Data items
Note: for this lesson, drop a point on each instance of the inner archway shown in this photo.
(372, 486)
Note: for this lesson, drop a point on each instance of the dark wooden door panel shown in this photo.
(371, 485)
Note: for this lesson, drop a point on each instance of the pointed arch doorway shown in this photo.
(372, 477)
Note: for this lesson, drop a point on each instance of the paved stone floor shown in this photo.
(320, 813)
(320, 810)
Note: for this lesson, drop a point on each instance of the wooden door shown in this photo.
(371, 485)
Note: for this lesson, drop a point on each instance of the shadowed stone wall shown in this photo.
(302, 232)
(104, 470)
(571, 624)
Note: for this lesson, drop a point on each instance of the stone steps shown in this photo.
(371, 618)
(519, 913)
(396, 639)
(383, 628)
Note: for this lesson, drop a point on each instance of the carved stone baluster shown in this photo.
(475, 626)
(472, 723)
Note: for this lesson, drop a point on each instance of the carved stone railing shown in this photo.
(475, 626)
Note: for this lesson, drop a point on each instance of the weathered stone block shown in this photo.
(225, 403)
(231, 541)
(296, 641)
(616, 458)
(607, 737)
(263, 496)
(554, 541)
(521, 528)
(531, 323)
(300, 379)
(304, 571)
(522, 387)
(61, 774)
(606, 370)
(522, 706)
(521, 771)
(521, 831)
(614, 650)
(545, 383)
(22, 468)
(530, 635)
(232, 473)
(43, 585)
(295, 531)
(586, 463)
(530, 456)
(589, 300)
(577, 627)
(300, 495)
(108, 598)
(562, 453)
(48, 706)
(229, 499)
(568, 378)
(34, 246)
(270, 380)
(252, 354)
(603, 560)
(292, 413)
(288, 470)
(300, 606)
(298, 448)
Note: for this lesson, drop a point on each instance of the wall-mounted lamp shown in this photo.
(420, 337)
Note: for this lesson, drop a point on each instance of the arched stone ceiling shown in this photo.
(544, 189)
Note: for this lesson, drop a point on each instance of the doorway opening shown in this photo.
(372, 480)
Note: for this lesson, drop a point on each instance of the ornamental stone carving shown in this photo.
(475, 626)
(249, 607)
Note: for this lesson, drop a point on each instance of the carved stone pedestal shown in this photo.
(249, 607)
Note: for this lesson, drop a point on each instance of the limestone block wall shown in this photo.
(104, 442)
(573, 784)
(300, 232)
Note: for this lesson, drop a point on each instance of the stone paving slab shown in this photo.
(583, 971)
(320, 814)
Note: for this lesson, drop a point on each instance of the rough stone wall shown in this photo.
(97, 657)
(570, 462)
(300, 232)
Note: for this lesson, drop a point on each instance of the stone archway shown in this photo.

# Problem requirements
Output the line containing "rough stone wall shown in this photo." and each line after it through the close of the entries, unchanged and with no other lines.

# Result of this exercise
Note: for this lesson, drop a point on each instance of the rough stone wall shown in this photo.
(97, 657)
(570, 462)
(300, 232)
Note: for this lesson, drop a point on each instance of the stone archway shown in this photo.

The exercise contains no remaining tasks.